> **Data supplied**
========================

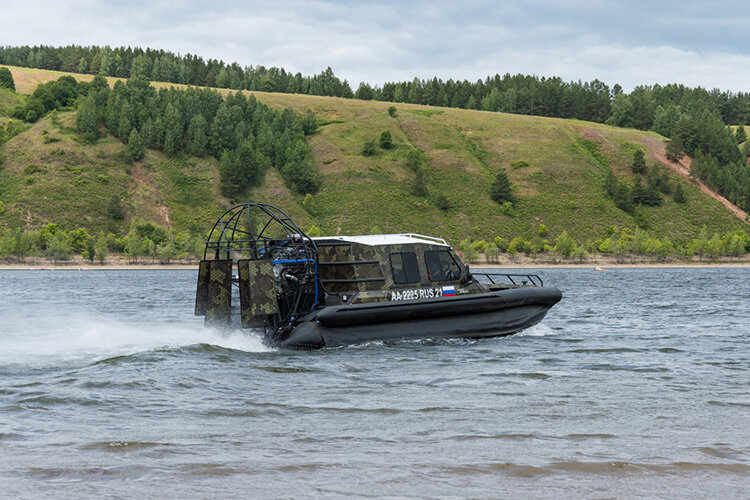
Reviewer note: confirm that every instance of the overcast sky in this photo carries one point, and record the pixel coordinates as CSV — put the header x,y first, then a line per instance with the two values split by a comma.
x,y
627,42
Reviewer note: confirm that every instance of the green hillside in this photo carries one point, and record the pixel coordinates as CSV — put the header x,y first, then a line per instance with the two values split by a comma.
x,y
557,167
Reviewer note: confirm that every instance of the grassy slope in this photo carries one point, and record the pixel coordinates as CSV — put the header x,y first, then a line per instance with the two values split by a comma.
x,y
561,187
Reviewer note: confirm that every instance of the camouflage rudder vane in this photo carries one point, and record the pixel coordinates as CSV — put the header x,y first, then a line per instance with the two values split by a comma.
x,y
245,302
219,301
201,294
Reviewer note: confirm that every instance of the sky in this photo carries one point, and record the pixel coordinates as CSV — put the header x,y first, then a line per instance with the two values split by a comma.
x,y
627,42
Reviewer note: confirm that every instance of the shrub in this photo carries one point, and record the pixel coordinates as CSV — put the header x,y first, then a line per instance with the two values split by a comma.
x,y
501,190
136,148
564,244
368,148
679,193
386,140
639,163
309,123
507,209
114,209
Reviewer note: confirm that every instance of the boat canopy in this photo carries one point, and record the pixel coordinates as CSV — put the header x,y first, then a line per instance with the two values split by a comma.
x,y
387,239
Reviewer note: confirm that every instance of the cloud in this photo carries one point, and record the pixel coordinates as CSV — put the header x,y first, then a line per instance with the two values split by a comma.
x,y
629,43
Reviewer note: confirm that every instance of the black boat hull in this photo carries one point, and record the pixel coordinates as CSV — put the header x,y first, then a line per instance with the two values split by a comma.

========================

Return the records above exactly, without the pictures.

Reviewer note: confirm that every instance of the overcast sky in this photo carries one point, and record the pixel coordinates as CSV — put the header x,y first, then a line per instance with the two values split by a comma.
x,y
627,42
Reviewer note: confirm that every instance of the green hillside in this photo carries one point, and record the pixel coordinates as CSV — put the header x,y first, then a line per instance with the two values split by a comma.
x,y
557,167
Reviewer note: confirm that every instance of the grassy slope in this photo carries one point, and record the pixel coordinates as CSV — put the header x,y first, then a line per instance with the two values split by a comma.
x,y
561,187
Reviewer note: confirm that every instance of the camouflage rudder vane in this photo carries one point, and record the pixel coordinates as CSV — put the header x,y first, then a line per instance with the two values split by a comma.
x,y
245,302
219,301
201,294
Reviewer note: confirm that every instance of the sky in this photo carries one point, and record the pixel coordinates as CSV — put the header x,y first, then a line per instance with the two values split by a comma.
x,y
627,42
Reviewer note: confirm that every instance of the shrub in this photo carries one point, and record the pixel coordinates as CSV — put the header x,y first, then a line per instance with the two values split by a comma.
x,y
501,190
136,148
564,244
368,148
679,193
386,140
639,163
309,123
507,209
114,209
Reviewer note: confirm that every instance of the boat canopy in this photo carries one point, and record the pixel coordinates as CSV — put the header x,y first, then a line per instance with the two values split by a comma.
x,y
387,239
Reviewer note: confirm that every instance of the cloud in this photo carries one point, and record the pixel coordinates as CSV — put the header x,y first, then a line per instance with the two values split by a comma.
x,y
629,43
Reviewer note: confirm that every instance of the black boat hull in this photo carries one point, and record the pixel coordinates as CSV — put the header x,y first, then a line per instance with the two values split by a comma.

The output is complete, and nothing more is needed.